> _FRAGMENTO_
# # #

Resulta desalentador que haya que enseñarle a una ministra el imprescindible y ecológico papel de equilibrio que juega la actividad cinegética en España
Una ministra, por lo que se ve, vegetariana y partidaria de «animales vivos» ha declarado que, si de ella dependiera, prohibiría la caza y la fiesta de los toros. Se llama Teresa Ribera y es responsable –por así decirlo– del Ministerio de Transición Ecológica, cuyo nombre ya lo dice todo y en virtud del cual ha desestabilizado la venta de coches diésel y se ha lanzado a la piscina del año 2040 asegurando que entonces se habrán prohibido totalmente.
A una ministra, incluso del Gobierno de Sánchez, se le supone cierta preparación o capacidad de discernimiento a la hora de emitir incluso impresiones u opiniones personales. A Teresa Ribera puede gustarle o no la caza, pero no puede presumir de ser capaz de prohibirla en el caso de que estuviera en su mano: resulta desalentador que haya que enseñarle a una ministra el imprescindible y ecológico papel de equilibrio que juega la actividad cinegética en España. En España y en todas partes. La caza permite regular de forma efectiva –y si hay otra ya me la explicarán– el número de animales vivos que transitan o viven en todos los espacios naturales, de manera que no se produzca la indeseable superpoblación ni que corran peligro de extinción. La caza está regulada, no hay mejores garantes de la conservación ecológica que los cazadores, y la creación y mantenimiento de miles de puestos de trabajo depende de las organizaciones de diferentes cotos. La caza, querida ignorante ministra, facilita comida a los animales, controla las enfermedades que puedan sufrir y tiene un único inconveniente, que es la caza furtiva, la única que sobreviviría en una hipotética prohibición. Criminalizar a los cazadores suponiendo que son herederos de grandes señoritos feudales sin escrúpulos es un error profundamente injusto y propio de colectivos ideologizados y ajenos a cualquier razonamiento basado en los datos. Prohibir la caza incentiva, sin duda alguna, la pérdida de biodiversidad, y lleva, por causas que son evidentes, a tener que tomar medidas drásticas ante la proliferación de determinadas especies.

# # #

> _Entradas de datos almacenadas_
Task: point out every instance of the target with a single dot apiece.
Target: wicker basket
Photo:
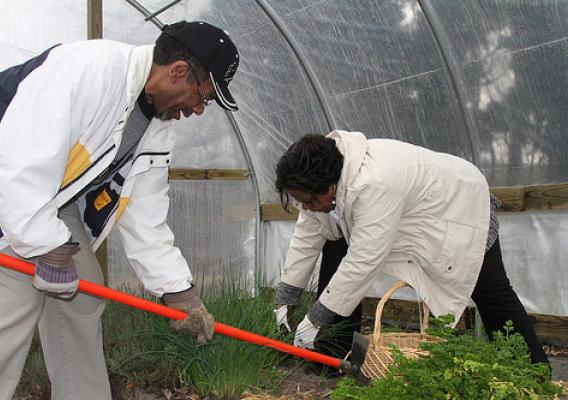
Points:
(379, 355)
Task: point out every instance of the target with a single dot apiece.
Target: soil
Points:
(298, 385)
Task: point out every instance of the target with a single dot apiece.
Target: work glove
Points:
(306, 334)
(281, 313)
(55, 271)
(198, 321)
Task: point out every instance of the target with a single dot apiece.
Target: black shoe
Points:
(323, 370)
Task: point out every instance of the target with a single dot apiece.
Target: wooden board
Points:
(512, 198)
(275, 212)
(209, 174)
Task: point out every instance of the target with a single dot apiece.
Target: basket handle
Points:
(381, 305)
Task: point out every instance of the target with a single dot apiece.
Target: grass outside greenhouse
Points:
(148, 360)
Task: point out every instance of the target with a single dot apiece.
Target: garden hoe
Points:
(360, 345)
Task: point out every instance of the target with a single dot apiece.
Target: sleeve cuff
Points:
(287, 294)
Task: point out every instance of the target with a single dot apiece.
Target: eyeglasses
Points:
(204, 101)
(300, 204)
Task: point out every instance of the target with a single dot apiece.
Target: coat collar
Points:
(353, 147)
(139, 66)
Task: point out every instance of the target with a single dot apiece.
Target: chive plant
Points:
(143, 347)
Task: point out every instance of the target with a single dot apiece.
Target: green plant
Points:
(462, 367)
(142, 347)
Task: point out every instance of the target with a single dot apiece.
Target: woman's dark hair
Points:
(168, 50)
(311, 165)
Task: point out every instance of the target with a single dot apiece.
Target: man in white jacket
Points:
(424, 217)
(85, 146)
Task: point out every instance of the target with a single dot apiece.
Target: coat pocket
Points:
(457, 240)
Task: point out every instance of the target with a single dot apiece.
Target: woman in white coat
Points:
(424, 217)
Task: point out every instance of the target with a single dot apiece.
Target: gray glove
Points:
(281, 314)
(198, 321)
(55, 271)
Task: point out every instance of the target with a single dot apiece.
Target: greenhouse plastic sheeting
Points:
(535, 261)
(212, 224)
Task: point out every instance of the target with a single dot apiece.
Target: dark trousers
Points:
(498, 303)
(493, 295)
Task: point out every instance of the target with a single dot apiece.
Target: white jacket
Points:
(413, 213)
(60, 131)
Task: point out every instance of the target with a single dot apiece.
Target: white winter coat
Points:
(61, 130)
(413, 213)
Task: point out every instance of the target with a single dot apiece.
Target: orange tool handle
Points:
(146, 305)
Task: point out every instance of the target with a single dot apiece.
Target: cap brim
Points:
(223, 96)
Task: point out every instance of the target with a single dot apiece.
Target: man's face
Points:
(174, 96)
(314, 202)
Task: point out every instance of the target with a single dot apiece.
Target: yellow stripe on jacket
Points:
(79, 161)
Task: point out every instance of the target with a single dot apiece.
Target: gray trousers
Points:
(70, 330)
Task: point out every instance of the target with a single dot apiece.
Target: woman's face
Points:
(314, 202)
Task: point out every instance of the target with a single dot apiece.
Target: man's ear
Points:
(178, 70)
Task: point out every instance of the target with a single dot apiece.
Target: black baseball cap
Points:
(215, 50)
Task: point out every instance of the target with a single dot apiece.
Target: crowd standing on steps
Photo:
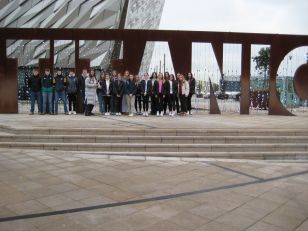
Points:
(159, 94)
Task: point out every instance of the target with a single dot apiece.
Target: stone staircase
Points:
(194, 143)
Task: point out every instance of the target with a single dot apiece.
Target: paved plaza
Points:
(52, 190)
(75, 190)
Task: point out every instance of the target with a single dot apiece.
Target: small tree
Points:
(262, 61)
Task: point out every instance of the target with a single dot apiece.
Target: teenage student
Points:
(138, 95)
(173, 91)
(131, 89)
(71, 90)
(35, 85)
(118, 90)
(47, 91)
(153, 99)
(100, 95)
(90, 93)
(192, 85)
(166, 88)
(107, 87)
(159, 94)
(146, 86)
(183, 87)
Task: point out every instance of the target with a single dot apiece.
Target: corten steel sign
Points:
(180, 44)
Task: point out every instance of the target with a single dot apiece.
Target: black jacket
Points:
(138, 90)
(118, 87)
(81, 83)
(47, 81)
(60, 83)
(35, 83)
(131, 87)
(149, 87)
(192, 85)
(156, 88)
(104, 87)
(167, 87)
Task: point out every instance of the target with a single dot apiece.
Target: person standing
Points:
(72, 87)
(138, 95)
(183, 87)
(81, 84)
(112, 98)
(100, 96)
(167, 89)
(159, 94)
(35, 85)
(47, 89)
(107, 88)
(118, 90)
(192, 86)
(131, 89)
(59, 82)
(146, 86)
(177, 104)
(124, 100)
(90, 93)
(153, 98)
(173, 91)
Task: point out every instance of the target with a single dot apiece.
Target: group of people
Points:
(117, 94)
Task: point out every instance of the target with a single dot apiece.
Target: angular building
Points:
(112, 14)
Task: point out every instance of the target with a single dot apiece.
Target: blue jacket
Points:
(131, 87)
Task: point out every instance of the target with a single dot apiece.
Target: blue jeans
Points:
(60, 95)
(112, 104)
(35, 96)
(101, 103)
(47, 96)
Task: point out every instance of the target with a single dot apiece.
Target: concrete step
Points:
(225, 155)
(154, 139)
(176, 148)
(155, 132)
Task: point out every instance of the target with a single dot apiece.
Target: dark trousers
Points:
(72, 100)
(112, 103)
(189, 102)
(118, 104)
(153, 105)
(145, 99)
(160, 102)
(107, 100)
(35, 96)
(166, 102)
(177, 104)
(183, 101)
(138, 103)
(89, 108)
(83, 100)
(171, 102)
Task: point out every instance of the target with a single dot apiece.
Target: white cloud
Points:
(261, 16)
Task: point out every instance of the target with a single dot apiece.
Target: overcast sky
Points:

# # #

> _INSTRUCCIONES_
Escribe la continuación del texto sobre la caza y la ministra Teresa Ribera a partir de su última oración.

> _RESPUESTA ESCRITA_
En muchas comunidades autónomas españolas la caza es un importante motor económico, bien a través del empleo o de la inversión directa. Y un argumento cultural de cohesión popular. Cazadores de todo espectro y procedencia animan muchas poblaciones que, de no tener ese medio, se verían ciertamente perjudicadas por individuas como la ministra en cuestión. Los jabalíes, por ejemplo, deben ser abatidos por un elemental cuidado con la propagación de la peste porcina, que perjudica a un trascendental sector de la economía local de no pocas áreas. Las capturas de jabalíes contribuyen a reducir daños a la agricultura y al número de accidentes de tráfico con fauna, que no son pocos.
La contestación a la caza, y no digamos a los toros, provoca unas reacciones de odio civil y personal que resultan delirantes. Supongo que la ligera y absurda ministra lo sabe: mentiras, demagogia y vesania se vierten en redes sociales y en periodicuchos digitales sin ningún tipo de rigor ni base racional contra aquellos que, sabiendo lo que hacen, salen al campo cada fin de semana.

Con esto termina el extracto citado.